The reply to the records below should contain exactly the lines from the line with "target | ornate pavilion" through the line with "target | tower spire", and nothing besides.
____ Records for this task
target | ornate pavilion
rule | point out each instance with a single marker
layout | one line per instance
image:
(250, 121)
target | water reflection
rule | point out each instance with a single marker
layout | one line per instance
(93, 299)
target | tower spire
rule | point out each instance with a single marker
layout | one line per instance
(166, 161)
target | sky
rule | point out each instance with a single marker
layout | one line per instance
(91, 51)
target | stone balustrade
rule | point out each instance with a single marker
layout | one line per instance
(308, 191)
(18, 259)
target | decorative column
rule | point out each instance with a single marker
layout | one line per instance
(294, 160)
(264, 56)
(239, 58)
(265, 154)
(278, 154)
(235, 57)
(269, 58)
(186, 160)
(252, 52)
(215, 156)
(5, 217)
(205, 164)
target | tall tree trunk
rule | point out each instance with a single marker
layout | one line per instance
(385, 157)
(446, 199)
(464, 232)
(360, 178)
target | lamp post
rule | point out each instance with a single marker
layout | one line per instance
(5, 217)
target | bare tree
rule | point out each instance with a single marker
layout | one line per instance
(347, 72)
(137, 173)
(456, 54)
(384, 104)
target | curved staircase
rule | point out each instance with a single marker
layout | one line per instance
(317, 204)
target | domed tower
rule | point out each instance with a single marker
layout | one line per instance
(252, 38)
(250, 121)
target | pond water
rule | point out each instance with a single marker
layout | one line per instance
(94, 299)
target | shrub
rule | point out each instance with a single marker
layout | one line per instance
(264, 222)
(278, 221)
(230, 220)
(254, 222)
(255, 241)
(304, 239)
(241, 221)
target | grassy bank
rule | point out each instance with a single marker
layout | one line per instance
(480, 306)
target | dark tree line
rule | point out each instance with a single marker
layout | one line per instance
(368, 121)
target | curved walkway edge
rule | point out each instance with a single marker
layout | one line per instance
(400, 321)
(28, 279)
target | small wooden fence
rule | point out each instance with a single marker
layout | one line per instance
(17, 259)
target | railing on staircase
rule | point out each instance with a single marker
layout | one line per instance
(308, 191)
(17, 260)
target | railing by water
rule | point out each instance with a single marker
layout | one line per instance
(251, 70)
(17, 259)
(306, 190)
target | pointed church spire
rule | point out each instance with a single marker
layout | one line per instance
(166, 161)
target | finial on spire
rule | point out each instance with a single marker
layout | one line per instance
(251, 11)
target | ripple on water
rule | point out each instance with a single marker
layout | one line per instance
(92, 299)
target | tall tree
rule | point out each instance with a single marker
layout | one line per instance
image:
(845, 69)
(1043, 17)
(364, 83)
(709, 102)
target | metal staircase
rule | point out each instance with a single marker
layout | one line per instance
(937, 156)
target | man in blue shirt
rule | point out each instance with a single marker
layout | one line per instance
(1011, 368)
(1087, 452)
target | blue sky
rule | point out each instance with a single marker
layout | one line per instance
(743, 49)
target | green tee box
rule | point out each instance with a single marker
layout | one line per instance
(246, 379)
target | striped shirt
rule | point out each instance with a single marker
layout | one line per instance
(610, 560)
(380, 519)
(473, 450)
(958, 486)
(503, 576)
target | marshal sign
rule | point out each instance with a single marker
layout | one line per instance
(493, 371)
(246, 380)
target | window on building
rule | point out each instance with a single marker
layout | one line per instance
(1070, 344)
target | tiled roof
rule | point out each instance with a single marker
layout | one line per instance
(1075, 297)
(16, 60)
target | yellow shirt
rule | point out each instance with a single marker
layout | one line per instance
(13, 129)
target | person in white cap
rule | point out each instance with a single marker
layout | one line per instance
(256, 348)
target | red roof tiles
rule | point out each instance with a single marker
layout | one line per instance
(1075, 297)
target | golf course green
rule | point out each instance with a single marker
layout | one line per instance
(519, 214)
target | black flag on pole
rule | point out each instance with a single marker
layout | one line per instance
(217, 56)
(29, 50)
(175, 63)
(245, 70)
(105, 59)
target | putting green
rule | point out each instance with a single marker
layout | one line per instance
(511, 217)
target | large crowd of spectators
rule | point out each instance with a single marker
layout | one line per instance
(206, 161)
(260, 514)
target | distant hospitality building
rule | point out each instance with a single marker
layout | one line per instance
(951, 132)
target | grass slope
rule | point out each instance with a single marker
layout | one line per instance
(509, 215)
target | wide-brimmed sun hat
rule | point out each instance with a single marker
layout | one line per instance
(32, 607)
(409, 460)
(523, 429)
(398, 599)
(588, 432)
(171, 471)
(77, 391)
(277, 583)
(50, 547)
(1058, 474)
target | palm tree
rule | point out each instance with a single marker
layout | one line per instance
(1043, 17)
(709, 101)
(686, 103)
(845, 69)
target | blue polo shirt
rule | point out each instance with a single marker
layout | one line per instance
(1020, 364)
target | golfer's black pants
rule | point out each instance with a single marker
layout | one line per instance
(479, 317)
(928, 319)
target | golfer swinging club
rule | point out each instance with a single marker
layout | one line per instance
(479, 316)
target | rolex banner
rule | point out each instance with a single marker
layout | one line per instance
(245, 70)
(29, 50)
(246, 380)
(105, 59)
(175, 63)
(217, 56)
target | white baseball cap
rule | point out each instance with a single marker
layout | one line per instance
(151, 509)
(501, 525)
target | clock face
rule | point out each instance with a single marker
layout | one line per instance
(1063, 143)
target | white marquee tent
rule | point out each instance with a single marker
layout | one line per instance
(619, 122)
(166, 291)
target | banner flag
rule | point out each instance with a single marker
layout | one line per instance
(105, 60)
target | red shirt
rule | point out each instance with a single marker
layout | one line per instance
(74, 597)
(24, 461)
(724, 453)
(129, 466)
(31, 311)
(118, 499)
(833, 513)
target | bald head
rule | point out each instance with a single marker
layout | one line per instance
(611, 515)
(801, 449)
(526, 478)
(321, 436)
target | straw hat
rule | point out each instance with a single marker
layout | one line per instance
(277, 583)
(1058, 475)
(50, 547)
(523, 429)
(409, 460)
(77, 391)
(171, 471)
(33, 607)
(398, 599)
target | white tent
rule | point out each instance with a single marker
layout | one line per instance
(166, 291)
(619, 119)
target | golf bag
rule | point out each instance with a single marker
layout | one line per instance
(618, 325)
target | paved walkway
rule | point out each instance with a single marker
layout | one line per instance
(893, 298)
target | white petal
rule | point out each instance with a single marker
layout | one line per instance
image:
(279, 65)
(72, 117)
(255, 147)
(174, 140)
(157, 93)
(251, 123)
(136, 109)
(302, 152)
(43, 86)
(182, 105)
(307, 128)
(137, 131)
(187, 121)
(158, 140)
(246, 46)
________
____ Records for this task
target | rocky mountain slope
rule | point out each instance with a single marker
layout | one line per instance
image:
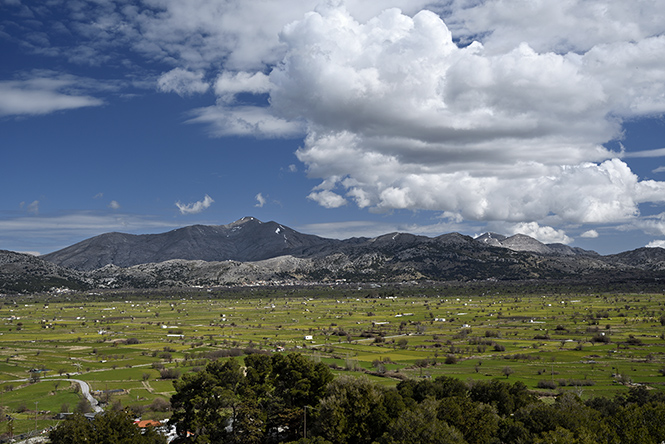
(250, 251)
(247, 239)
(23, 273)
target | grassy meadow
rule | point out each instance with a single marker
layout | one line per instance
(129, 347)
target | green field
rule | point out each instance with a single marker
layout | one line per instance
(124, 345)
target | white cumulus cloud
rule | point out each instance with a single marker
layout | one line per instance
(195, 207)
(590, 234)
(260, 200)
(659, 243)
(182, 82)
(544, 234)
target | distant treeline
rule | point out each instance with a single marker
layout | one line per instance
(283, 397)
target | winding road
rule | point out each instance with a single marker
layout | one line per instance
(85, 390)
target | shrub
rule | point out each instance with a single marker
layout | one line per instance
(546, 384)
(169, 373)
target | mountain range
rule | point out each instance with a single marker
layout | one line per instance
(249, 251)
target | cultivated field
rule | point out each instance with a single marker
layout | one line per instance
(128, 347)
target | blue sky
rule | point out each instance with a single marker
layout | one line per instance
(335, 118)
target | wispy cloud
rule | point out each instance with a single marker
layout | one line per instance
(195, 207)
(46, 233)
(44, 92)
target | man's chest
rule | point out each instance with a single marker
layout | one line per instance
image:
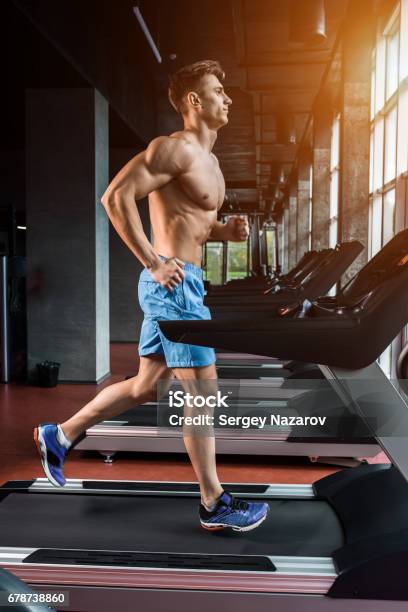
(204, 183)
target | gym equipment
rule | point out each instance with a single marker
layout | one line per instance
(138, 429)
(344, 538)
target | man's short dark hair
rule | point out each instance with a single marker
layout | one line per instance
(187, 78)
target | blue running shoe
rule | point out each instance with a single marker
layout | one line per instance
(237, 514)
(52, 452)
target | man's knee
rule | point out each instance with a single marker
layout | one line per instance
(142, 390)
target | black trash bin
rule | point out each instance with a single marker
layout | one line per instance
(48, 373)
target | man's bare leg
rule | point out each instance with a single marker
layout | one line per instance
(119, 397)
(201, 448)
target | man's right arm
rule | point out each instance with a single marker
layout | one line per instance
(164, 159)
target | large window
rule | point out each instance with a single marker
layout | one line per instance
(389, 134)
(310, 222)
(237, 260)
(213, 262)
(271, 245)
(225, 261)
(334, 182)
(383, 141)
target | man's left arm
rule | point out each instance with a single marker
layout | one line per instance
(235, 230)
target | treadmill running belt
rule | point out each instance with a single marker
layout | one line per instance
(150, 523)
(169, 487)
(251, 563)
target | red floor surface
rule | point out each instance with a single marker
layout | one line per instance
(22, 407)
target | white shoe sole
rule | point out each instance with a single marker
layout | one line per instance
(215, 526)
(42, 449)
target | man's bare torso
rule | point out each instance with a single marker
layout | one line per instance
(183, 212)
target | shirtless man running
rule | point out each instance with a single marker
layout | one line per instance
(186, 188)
________
Response for this exercise ::
target | ornate pavilion
rule | point out each instance with a single marker
layout | one line per instance
image:
(250, 121)
target | water reflection
rule | point out each instance with a single marker
layout | one line per instance
(93, 299)
target | tower spire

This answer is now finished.